-------- INPUT RECORDS
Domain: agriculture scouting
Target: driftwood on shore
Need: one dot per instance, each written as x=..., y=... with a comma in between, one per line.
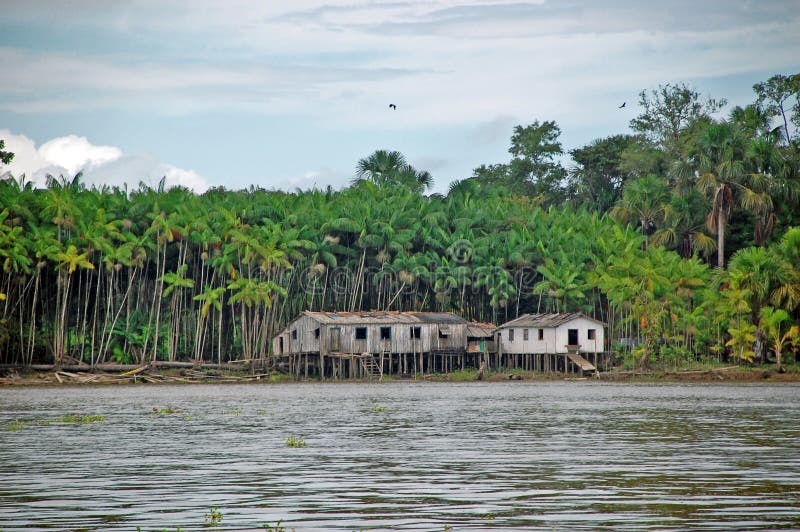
x=118, y=373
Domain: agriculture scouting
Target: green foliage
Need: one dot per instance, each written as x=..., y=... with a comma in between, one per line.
x=79, y=419
x=15, y=425
x=627, y=236
x=295, y=441
x=213, y=517
x=278, y=527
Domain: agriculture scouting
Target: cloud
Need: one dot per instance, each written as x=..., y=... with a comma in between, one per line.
x=76, y=153
x=101, y=165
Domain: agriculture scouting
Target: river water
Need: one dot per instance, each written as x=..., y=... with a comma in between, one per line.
x=550, y=456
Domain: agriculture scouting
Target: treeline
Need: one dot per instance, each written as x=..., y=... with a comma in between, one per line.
x=635, y=233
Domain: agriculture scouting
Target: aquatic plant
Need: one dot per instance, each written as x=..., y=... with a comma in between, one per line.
x=77, y=419
x=277, y=528
x=214, y=517
x=169, y=409
x=16, y=424
x=295, y=441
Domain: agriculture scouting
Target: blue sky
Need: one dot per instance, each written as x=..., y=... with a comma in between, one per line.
x=291, y=94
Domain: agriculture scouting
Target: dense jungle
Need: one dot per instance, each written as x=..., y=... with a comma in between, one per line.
x=682, y=235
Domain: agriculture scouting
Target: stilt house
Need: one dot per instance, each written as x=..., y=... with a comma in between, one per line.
x=347, y=344
x=535, y=340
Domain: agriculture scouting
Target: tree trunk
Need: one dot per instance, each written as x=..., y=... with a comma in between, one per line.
x=721, y=238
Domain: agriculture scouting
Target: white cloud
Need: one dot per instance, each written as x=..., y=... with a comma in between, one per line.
x=76, y=153
x=101, y=165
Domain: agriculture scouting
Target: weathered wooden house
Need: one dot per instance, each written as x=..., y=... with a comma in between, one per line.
x=551, y=342
x=359, y=344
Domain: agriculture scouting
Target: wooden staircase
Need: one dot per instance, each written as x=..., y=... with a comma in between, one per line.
x=582, y=363
x=371, y=367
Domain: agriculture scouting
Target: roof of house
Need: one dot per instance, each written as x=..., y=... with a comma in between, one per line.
x=546, y=321
x=385, y=317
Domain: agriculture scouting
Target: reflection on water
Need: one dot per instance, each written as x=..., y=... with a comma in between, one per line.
x=404, y=456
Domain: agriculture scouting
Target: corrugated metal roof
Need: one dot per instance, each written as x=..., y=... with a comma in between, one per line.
x=385, y=317
x=546, y=321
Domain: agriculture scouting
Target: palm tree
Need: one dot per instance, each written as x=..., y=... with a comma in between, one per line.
x=772, y=324
x=644, y=202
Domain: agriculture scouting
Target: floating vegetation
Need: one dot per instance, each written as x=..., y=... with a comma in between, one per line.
x=277, y=528
x=78, y=419
x=295, y=441
x=214, y=517
x=16, y=424
x=166, y=411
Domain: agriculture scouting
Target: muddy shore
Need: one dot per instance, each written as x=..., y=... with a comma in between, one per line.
x=210, y=373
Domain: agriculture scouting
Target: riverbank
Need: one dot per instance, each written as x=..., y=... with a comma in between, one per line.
x=187, y=373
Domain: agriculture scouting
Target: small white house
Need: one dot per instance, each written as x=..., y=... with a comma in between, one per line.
x=551, y=334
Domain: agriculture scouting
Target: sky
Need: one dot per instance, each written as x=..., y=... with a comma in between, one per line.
x=291, y=94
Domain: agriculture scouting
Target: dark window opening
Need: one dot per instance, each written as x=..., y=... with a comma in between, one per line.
x=572, y=336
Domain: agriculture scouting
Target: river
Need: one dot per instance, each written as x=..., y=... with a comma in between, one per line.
x=405, y=455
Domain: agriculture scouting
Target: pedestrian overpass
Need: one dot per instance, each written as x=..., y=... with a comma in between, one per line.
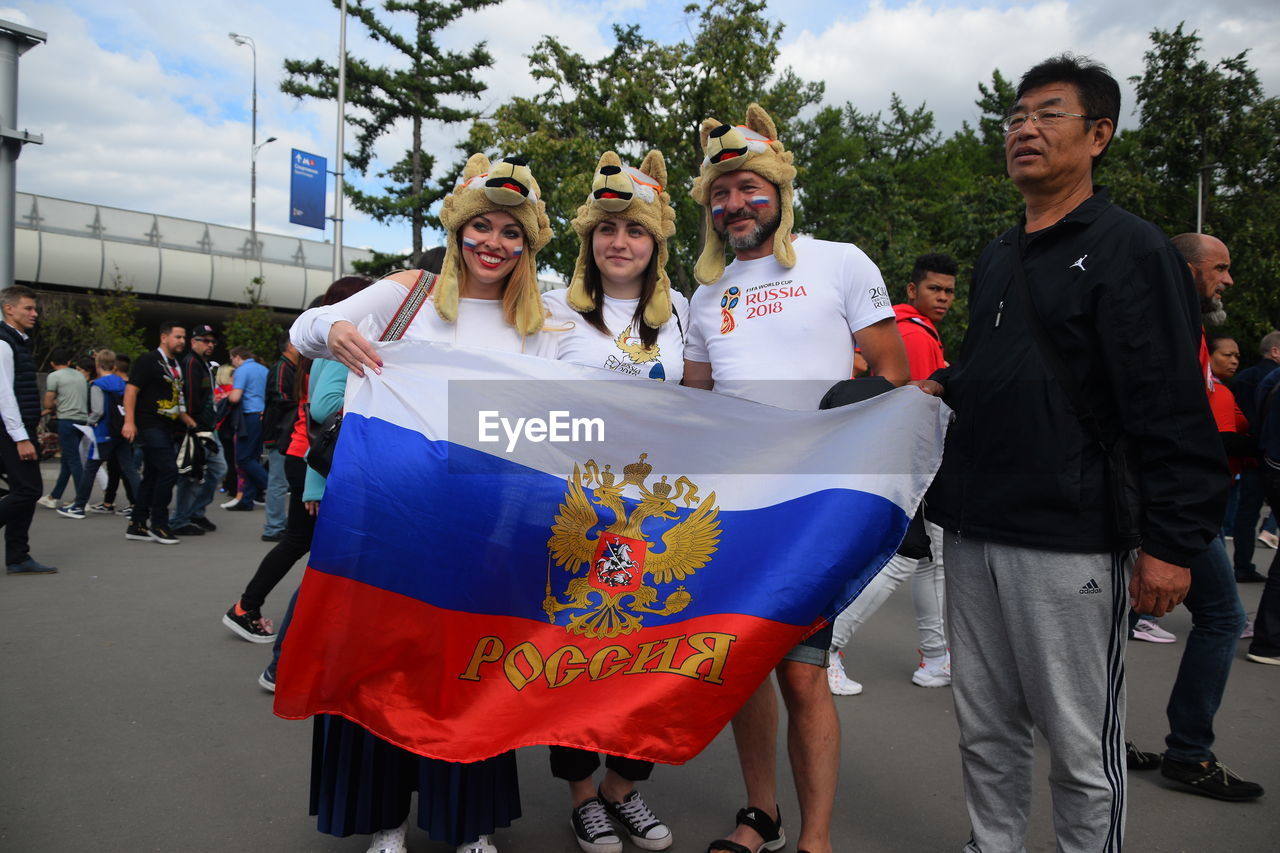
----------------
Without the pictures, give every line above again exactly.

Domain: agriculture scouting
Target: driftwood on shore
Need: one dot per instance, each written as x=..., y=... with a comma in between, one per line.
x=118, y=373
Domain: agriculture scouting
Target: green foliage
Need: one dot per instance, each written as x=..., y=... with a comma in between, one per line.
x=79, y=419
x=15, y=425
x=627, y=236
x=295, y=441
x=213, y=517
x=278, y=527
Domain: agriculture scouting
Target: cloud
Need: one dot per instance, each written as x=..., y=... with a comma in between, one per line.
x=76, y=153
x=101, y=165
Domain: agriculture scouting
Target: river water
Need: one dot per instance, each written as x=..., y=... with a comma in between, one per line.
x=550, y=456
Domain: agriculture scouting
Target: treeline
Need: one dot per instance, each written as x=..., y=... with a comma in between, one per line.
x=635, y=233
Domain: agriculture scouting
Target: aquatic plant
Need: one dot per instance, each written as x=..., y=... with a comma in between, one per line.
x=77, y=419
x=277, y=528
x=214, y=517
x=169, y=409
x=16, y=424
x=295, y=441
Domain: agriculture scouting
Target: blue sky
Need: one dot per instance, each written as x=..., y=... with a comma in between, one per line.
x=291, y=94
Domain: agriculture scouting
Target: dense jungle
Need: one dot per instance, each written as x=..., y=... with a comma in between, one per line.
x=682, y=235
Domain: agriculture scouting
Target: stilt house
Need: one dot per instance, each written as x=..., y=... with a comma in between, one per line.
x=347, y=344
x=535, y=340
Domain: agriculture scouting
Target: tree trunk
Need: one dot per instance, each written as x=..., y=... with a comma in between, one per line.
x=721, y=238
Domain: agriculture scouting
Target: white cloud
Need: one dot per instance, each written as x=..., y=... with a comma in between, one per line.
x=76, y=153
x=101, y=165
Domain: agriculture scouting
Target: weathered wooden house
Need: one dot per instance, each written as x=..., y=... with a comma in between, one per line.
x=551, y=342
x=359, y=344
Domain: agriculture scouting
Target: wooden staircase
Need: one dot per instance, each written as x=..., y=... with a comma in between, one per line.
x=582, y=363
x=371, y=367
Domain: agriculture scouting
Target: roof of house
Need: one dot per instance, each written as x=..., y=... with a comma in between, one per line.
x=546, y=321
x=385, y=317
Domain: agriculture scouting
Target: reflection on water
Need: one dot per instance, each written as x=..., y=... with a comma in between, one per line.
x=404, y=456
Domain: agriculture scouting
Target: corrugated metal roof
Need: one dot per instance, each written as x=..., y=... with a comma in between, one per line.
x=385, y=317
x=546, y=321
Domain: agriculture scouting
Target: palm tree
Need: one dot per instance, each written as x=..., y=... with a comma in between, one per line.
x=772, y=324
x=644, y=202
Domain: agriculture scouting
Target: floating vegetation
Need: one dot per instance, each written as x=..., y=... with a comma in between, one per line.
x=277, y=528
x=78, y=419
x=295, y=441
x=214, y=517
x=16, y=424
x=166, y=411
Domain: agriculture scouting
Target: muddy shore
Need: one dot per instance, each written as x=..., y=... with a comma in between, one per line.
x=210, y=373
Domain: agriculture scouting
Target: riverbank
Need: one dot per instance, each written as x=..., y=... with a comma in between, one per line.
x=187, y=373
Domain: agriculture scouting
Target: small white house
Need: one dot per instance, each written as x=..., y=... with a comma in between, one per line.
x=551, y=334
Domain: agriculture scouting
Target: sky
Need: one dot per instance, each written as x=..., y=... with a comma in between, one per line.
x=291, y=94
Domain: agriculture scouting
Target: dark window opening
Need: one dot per instance, each written as x=..., y=... with a comma in between, one per line.
x=572, y=336
Domain: agriculture scouting
Target: river
Need: one dot per instance, each written as x=..., y=... with a comma in between, one per line.
x=405, y=455
Domain: agriculture scouting
Target: pedestrian overpass
Need: one dot per instance, each written as x=..., y=... with a comma in between, one per line.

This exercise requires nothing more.